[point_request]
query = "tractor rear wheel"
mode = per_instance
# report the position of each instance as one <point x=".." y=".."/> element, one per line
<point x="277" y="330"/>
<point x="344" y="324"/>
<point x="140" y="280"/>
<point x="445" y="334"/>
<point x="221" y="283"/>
_ _ _ _
WHAT THE TASK REQUIRES → Copy the data above line for line, without changing anything.

TASK ANSWER →
[point_request]
query = "tractor rear wheel"
mode = per_instance
# report the position of each instance as one <point x=".." y=".."/> element, one per line
<point x="277" y="330"/>
<point x="344" y="324"/>
<point x="140" y="280"/>
<point x="445" y="334"/>
<point x="221" y="283"/>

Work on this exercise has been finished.